>>

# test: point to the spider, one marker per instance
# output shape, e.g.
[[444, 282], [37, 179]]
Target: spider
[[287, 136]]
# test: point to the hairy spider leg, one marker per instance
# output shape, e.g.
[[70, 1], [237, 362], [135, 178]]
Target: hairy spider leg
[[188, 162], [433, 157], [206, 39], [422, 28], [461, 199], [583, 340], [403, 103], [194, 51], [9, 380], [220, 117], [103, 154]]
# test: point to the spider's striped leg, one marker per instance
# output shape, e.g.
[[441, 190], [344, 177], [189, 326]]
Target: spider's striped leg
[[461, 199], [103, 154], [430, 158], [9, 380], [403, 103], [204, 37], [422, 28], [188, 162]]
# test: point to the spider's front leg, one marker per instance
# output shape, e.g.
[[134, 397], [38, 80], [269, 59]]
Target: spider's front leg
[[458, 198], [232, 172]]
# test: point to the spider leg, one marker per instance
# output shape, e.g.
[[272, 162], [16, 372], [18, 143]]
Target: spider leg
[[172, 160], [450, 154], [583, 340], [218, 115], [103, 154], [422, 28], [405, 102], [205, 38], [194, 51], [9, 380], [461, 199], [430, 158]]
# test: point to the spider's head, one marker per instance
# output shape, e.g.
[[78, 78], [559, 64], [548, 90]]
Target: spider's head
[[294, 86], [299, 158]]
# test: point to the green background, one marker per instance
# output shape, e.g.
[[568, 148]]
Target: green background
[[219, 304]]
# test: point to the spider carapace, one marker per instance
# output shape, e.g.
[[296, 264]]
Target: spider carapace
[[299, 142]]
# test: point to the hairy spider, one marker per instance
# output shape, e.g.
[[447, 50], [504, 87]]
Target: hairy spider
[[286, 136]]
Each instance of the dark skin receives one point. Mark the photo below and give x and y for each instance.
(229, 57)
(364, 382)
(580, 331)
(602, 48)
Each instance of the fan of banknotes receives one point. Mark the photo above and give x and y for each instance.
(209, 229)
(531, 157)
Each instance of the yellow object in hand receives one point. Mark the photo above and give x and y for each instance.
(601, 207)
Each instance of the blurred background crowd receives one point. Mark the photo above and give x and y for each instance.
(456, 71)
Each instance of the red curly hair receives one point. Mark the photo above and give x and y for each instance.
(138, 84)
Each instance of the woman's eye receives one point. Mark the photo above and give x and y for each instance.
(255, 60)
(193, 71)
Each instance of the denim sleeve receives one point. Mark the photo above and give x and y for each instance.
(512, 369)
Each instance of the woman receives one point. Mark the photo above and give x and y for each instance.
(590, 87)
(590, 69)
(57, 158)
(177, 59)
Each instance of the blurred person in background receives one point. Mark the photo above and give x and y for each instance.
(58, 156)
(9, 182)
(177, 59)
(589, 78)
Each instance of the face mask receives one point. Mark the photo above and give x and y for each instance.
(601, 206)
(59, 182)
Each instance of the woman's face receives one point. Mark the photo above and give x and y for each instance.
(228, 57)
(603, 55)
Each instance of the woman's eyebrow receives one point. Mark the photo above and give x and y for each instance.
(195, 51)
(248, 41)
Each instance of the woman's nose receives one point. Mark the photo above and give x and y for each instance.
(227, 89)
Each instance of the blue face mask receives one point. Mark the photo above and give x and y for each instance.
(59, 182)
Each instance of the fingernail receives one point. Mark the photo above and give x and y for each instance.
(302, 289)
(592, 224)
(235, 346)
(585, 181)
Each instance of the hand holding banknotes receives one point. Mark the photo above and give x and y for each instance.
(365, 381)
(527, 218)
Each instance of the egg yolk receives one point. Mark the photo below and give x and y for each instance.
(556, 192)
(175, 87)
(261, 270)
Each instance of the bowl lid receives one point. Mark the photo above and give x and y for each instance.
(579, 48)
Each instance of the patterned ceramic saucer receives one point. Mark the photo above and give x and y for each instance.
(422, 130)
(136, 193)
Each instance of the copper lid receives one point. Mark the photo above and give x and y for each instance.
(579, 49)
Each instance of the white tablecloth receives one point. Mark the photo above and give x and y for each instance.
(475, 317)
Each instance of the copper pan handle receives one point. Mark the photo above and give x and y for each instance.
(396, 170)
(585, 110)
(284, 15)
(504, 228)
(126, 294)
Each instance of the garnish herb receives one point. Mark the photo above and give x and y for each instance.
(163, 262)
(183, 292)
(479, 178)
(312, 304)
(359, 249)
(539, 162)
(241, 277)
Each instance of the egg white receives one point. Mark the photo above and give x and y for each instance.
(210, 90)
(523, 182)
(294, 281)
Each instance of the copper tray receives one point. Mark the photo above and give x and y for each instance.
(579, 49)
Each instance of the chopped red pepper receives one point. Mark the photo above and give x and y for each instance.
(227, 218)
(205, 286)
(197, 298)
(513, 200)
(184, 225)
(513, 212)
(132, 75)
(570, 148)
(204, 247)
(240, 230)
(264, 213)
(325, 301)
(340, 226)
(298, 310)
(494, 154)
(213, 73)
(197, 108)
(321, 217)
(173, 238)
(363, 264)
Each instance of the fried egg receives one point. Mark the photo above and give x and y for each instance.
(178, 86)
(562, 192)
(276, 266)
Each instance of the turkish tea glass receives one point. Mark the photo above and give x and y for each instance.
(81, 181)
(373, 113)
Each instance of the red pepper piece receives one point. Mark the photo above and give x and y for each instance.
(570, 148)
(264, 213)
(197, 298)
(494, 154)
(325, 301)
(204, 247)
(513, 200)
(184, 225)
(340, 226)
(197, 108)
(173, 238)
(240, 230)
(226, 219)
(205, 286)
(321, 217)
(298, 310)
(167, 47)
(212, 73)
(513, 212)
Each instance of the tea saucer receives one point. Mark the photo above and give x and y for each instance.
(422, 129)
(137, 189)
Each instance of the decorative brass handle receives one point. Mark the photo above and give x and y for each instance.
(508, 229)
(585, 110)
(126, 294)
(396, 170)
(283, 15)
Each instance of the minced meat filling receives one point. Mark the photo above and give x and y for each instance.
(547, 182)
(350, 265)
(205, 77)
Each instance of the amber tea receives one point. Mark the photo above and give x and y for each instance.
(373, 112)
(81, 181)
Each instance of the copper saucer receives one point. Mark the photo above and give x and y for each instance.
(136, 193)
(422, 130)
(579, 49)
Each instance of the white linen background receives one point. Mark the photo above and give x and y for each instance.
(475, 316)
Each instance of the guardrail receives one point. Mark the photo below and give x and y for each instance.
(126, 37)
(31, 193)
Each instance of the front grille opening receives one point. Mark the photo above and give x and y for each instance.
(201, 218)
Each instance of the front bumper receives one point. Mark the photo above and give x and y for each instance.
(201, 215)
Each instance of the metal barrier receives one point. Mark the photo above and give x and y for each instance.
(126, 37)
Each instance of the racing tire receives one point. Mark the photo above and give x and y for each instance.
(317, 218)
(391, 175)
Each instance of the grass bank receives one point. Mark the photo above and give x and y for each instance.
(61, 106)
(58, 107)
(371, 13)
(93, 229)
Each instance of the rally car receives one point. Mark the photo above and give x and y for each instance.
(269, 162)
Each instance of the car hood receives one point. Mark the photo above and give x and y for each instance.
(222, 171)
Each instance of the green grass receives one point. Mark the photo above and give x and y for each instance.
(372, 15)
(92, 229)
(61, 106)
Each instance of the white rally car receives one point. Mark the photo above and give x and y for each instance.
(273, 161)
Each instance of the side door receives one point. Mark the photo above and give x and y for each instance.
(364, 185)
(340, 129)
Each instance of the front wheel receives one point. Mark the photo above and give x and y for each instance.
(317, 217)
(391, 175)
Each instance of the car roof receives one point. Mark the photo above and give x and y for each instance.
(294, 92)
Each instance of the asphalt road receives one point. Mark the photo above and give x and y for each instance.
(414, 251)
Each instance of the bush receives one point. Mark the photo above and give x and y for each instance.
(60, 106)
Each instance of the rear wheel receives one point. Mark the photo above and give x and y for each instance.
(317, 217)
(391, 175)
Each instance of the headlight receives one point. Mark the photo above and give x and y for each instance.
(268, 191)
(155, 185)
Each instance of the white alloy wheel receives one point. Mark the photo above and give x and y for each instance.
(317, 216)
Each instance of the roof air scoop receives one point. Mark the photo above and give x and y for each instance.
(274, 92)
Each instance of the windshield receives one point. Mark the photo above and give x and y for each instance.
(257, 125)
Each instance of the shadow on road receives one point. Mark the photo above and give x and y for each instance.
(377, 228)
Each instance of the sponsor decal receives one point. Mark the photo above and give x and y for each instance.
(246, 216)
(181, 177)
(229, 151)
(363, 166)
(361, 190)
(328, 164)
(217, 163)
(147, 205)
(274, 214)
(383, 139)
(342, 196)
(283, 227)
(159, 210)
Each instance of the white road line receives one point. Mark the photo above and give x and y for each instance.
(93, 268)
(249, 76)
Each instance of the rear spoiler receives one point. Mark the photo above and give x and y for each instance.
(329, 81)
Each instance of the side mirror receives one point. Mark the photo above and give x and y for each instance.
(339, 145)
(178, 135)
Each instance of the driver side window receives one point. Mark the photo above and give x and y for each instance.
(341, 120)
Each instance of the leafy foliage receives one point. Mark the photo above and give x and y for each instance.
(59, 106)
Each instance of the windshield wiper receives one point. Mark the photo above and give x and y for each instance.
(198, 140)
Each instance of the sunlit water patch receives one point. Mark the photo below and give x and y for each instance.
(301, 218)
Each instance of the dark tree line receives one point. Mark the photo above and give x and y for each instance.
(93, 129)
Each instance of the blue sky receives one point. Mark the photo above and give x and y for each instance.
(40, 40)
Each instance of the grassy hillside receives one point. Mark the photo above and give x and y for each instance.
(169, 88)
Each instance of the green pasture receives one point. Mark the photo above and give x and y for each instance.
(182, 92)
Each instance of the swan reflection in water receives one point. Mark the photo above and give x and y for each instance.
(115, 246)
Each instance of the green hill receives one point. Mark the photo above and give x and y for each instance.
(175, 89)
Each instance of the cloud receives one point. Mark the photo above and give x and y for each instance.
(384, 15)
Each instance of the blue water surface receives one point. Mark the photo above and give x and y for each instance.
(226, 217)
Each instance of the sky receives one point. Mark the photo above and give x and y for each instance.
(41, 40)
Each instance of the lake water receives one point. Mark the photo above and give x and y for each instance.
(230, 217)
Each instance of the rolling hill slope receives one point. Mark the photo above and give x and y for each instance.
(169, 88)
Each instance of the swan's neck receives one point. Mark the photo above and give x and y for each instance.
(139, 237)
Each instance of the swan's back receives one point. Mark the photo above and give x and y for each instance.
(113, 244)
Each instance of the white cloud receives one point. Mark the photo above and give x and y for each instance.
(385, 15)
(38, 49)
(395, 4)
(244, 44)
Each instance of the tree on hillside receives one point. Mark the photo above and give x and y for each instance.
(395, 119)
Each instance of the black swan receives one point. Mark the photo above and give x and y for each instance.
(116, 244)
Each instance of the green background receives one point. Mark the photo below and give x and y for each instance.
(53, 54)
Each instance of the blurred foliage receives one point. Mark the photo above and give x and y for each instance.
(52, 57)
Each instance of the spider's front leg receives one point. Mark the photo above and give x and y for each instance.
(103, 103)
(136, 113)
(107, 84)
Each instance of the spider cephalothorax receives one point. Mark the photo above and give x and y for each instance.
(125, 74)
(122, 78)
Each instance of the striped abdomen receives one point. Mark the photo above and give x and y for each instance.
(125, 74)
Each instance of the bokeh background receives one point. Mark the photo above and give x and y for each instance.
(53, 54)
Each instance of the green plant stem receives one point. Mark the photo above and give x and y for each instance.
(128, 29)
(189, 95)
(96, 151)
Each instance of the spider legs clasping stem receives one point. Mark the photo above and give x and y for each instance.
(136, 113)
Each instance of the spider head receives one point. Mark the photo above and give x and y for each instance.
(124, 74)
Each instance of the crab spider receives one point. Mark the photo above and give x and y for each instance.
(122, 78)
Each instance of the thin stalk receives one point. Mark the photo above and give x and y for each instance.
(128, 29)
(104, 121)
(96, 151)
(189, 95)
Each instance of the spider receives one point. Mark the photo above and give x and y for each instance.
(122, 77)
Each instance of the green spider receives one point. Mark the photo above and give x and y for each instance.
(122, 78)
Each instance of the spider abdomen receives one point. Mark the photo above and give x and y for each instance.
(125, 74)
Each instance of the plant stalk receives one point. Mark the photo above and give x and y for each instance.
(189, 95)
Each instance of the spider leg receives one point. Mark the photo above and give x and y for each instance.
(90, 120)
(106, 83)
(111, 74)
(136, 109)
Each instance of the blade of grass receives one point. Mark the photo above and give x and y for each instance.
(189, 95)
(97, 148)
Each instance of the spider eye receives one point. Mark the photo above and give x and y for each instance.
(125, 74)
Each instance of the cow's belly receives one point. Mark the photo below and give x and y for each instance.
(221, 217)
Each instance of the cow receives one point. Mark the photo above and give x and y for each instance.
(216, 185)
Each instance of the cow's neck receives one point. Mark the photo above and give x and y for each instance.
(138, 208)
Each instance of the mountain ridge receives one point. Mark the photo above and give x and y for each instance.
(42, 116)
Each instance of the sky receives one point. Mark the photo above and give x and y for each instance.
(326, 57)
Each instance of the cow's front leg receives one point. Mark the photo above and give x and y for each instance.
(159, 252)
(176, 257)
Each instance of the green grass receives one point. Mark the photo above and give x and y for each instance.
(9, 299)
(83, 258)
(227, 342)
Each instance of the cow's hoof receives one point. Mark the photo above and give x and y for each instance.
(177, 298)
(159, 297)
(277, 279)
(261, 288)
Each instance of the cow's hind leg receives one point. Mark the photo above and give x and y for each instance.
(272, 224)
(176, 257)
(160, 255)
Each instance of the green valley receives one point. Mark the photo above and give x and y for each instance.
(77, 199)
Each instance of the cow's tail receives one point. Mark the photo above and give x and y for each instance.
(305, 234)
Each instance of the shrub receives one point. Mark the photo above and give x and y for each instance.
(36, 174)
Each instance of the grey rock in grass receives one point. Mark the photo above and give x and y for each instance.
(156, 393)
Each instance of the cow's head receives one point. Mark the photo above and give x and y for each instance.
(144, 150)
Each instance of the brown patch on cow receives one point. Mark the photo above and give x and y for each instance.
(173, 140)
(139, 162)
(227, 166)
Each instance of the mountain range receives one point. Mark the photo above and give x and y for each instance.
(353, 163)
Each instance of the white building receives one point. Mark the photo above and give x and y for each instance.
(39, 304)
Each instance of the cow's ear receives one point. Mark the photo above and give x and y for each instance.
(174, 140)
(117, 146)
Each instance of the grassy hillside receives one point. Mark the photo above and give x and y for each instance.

<<

• The task: The entries above hold the needed span. Transcribe exactly the lines from the one with "Target: hairy spider leg" to the one with "[[447, 50], [504, 87]]", both included.

• Task answer:
Target: hairy spider leg
[[188, 162], [433, 157], [206, 39], [422, 28], [461, 199], [583, 340], [403, 103], [194, 51], [9, 380], [220, 117], [103, 154]]
# test: point to the spider's striped leg, one marker per instance
# output shape, e.g.
[[441, 190], [344, 177], [189, 326]]
Target: spider's striped leg
[[461, 199], [103, 154], [430, 158], [9, 380], [403, 103], [204, 37], [422, 28], [188, 162]]
# test: point to the spider's front leg, one marker per instance
# output shape, e.g.
[[134, 397], [38, 80], [269, 59]]
Target: spider's front leg
[[458, 198], [232, 172]]
# test: point to the spider leg, one marker per instance
# output shape, e.g.
[[272, 162], [16, 372], [18, 143]]
Target: spider leg
[[172, 160], [450, 154], [583, 340], [218, 115], [103, 154], [422, 28], [405, 102], [205, 38], [194, 51], [9, 380], [461, 199], [430, 158]]
# test: point to the spider's head, one marker per instance
# output shape, e.g.
[[78, 78], [559, 64], [548, 90]]
Target: spider's head
[[294, 86], [299, 158]]
# test: point to the green background, one marker per instance
# output shape, e.g.
[[568, 148]]
Target: green background
[[219, 304]]
# test: point to the spider carapace, one marker per instance
# output shape, e.g.
[[296, 264]]
Target: spider carapace
[[299, 142]]
# test: point to the hairy spider, one marker per instance
# output shape, e.g.
[[447, 50], [504, 87]]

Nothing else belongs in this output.